◆ **Requirement**: Which lines in the listing below contain the word "young"? Identify each one and copy it out in full.

# Start of Task material

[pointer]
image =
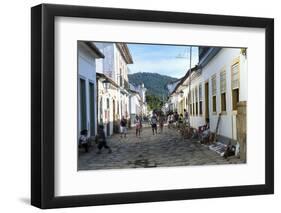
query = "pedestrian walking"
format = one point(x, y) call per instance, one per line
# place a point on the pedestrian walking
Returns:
point(123, 127)
point(84, 140)
point(186, 116)
point(161, 122)
point(138, 124)
point(102, 140)
point(170, 120)
point(153, 123)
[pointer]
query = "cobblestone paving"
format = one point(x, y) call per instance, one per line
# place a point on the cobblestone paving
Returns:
point(161, 150)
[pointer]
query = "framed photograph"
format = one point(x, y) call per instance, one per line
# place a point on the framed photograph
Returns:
point(136, 106)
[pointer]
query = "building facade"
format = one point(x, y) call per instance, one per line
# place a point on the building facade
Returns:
point(88, 53)
point(138, 105)
point(113, 102)
point(214, 89)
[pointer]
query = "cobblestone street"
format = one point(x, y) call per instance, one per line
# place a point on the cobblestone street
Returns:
point(161, 150)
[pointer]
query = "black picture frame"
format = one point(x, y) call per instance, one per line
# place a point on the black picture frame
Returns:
point(43, 105)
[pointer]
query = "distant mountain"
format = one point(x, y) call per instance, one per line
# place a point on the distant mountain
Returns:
point(154, 82)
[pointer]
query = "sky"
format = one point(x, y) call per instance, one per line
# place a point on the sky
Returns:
point(167, 60)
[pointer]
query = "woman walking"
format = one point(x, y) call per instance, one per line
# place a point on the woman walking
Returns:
point(123, 127)
point(138, 125)
point(153, 123)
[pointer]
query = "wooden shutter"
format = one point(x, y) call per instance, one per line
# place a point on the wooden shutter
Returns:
point(235, 76)
point(214, 85)
point(223, 81)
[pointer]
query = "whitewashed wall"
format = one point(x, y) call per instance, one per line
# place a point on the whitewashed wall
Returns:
point(87, 72)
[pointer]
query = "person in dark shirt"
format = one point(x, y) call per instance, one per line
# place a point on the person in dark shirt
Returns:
point(102, 140)
point(123, 127)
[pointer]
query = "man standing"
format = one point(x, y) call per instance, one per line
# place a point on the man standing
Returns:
point(153, 123)
point(123, 127)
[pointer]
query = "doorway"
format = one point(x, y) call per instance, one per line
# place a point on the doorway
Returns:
point(92, 108)
point(83, 105)
point(207, 100)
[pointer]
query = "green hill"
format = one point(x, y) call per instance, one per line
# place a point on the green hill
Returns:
point(154, 82)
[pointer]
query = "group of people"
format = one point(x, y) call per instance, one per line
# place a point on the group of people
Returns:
point(157, 119)
point(178, 119)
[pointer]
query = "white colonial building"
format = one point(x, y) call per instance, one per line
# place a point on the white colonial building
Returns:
point(113, 101)
point(138, 105)
point(214, 89)
point(87, 87)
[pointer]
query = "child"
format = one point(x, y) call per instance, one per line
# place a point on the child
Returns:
point(83, 140)
point(102, 140)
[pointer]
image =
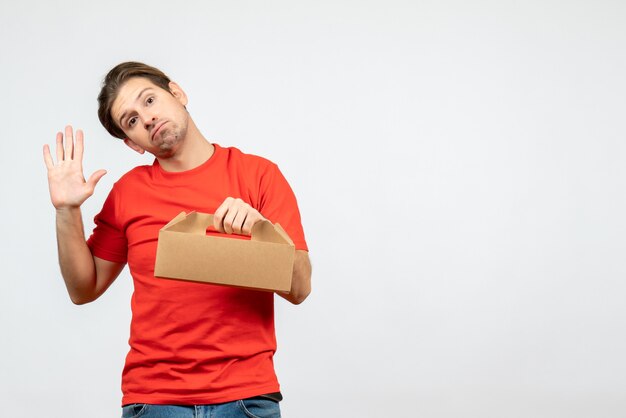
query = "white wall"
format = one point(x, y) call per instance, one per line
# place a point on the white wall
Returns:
point(459, 167)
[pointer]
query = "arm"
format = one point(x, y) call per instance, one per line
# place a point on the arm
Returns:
point(86, 277)
point(236, 216)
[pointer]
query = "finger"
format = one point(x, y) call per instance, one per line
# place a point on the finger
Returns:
point(69, 142)
point(251, 220)
point(60, 152)
point(218, 217)
point(229, 219)
point(95, 178)
point(47, 157)
point(80, 146)
point(238, 221)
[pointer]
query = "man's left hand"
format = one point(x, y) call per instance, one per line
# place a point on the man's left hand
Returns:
point(235, 216)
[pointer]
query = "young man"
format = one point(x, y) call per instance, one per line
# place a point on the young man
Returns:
point(195, 348)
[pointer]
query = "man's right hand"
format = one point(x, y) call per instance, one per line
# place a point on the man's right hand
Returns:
point(68, 188)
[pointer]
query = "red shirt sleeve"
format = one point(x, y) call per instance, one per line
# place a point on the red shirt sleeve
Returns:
point(278, 204)
point(108, 240)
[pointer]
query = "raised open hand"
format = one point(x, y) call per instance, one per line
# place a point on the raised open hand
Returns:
point(66, 181)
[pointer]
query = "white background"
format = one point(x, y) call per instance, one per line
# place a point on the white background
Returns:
point(459, 168)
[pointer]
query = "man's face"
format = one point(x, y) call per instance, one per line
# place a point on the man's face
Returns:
point(153, 119)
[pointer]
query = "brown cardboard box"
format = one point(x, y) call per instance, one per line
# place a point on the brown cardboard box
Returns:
point(185, 251)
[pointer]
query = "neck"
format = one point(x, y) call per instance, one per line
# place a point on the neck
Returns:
point(193, 152)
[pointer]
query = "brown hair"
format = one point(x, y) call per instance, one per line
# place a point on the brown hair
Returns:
point(114, 81)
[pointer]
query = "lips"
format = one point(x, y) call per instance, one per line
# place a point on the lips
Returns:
point(157, 129)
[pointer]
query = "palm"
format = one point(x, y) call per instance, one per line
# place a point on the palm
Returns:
point(68, 187)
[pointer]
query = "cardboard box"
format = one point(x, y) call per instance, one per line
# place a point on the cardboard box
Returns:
point(186, 252)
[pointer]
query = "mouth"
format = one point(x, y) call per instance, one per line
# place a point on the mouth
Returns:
point(157, 129)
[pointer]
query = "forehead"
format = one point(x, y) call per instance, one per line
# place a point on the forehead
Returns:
point(128, 93)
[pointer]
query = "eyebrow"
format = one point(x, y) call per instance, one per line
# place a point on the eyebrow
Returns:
point(138, 96)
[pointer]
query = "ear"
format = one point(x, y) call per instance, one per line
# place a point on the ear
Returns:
point(178, 92)
point(129, 142)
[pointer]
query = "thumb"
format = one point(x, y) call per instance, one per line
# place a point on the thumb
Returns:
point(95, 178)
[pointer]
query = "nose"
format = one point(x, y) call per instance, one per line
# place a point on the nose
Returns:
point(149, 121)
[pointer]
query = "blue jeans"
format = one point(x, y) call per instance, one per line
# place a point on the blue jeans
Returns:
point(246, 408)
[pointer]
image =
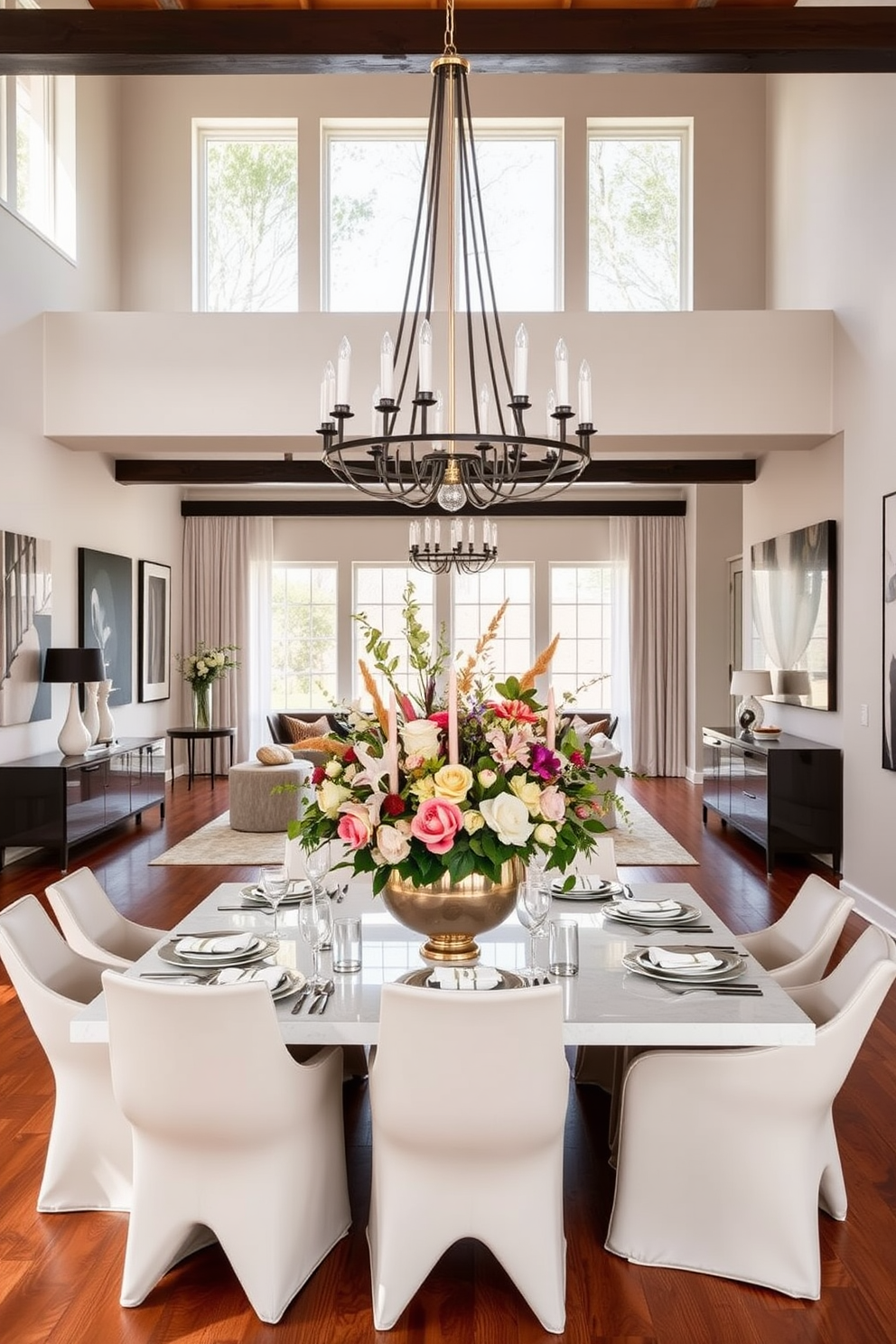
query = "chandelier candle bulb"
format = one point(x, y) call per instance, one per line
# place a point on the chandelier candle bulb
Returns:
point(342, 371)
point(520, 362)
point(387, 364)
point(425, 357)
point(562, 372)
point(328, 391)
point(584, 393)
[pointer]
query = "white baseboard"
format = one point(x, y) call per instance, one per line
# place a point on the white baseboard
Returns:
point(869, 908)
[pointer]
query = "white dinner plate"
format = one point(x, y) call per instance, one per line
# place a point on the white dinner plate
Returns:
point(733, 966)
point(667, 919)
point(297, 890)
point(261, 947)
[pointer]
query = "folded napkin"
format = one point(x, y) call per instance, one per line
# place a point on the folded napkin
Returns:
point(270, 976)
point(223, 945)
point(649, 908)
point(465, 977)
point(667, 960)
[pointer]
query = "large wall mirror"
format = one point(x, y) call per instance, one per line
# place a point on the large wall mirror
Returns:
point(794, 611)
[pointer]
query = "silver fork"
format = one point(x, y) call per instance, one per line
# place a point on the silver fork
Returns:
point(322, 997)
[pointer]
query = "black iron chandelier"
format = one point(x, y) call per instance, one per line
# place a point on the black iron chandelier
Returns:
point(425, 460)
point(425, 548)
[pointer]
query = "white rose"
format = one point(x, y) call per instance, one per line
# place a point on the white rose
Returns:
point(391, 845)
point(330, 796)
point(508, 816)
point(421, 737)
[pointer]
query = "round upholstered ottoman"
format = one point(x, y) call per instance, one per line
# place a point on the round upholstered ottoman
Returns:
point(254, 806)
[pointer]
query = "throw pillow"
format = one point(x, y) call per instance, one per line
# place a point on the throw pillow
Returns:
point(297, 730)
point(275, 756)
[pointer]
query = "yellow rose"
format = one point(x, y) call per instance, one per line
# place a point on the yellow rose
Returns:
point(452, 782)
point(528, 792)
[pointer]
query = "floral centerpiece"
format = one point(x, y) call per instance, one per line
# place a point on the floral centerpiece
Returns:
point(454, 781)
point(201, 669)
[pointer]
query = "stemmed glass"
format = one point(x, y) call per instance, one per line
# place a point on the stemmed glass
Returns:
point(275, 884)
point(316, 925)
point(532, 909)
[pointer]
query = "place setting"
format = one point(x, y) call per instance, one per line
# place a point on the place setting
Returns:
point(689, 969)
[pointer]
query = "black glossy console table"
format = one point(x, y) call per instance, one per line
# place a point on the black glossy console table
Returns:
point(55, 801)
point(191, 737)
point(786, 793)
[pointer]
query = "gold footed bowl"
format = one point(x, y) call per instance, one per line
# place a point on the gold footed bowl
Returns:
point(452, 913)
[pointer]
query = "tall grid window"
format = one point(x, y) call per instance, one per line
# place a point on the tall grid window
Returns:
point(372, 181)
point(639, 217)
point(246, 233)
point(474, 601)
point(38, 151)
point(379, 594)
point(303, 644)
point(581, 614)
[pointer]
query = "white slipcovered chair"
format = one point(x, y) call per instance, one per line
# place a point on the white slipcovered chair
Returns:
point(797, 947)
point(234, 1140)
point(89, 1153)
point(468, 1142)
point(725, 1154)
point(91, 925)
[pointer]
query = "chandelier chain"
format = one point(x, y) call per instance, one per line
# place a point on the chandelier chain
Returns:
point(450, 50)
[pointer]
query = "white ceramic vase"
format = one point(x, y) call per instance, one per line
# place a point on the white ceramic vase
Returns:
point(91, 710)
point(107, 722)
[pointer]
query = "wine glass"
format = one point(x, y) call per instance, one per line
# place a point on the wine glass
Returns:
point(275, 881)
point(532, 909)
point(316, 925)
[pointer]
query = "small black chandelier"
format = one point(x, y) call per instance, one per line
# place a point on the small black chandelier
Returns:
point(427, 462)
point(425, 546)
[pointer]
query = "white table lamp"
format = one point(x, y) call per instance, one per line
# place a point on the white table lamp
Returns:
point(750, 683)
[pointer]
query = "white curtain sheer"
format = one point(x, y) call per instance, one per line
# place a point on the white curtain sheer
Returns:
point(649, 652)
point(228, 577)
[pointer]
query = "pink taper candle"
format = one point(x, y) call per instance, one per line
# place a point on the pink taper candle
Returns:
point(453, 746)
point(393, 743)
point(551, 726)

# End of Task material

◆ **Full output**:
query = "young man"
# place a point on the young man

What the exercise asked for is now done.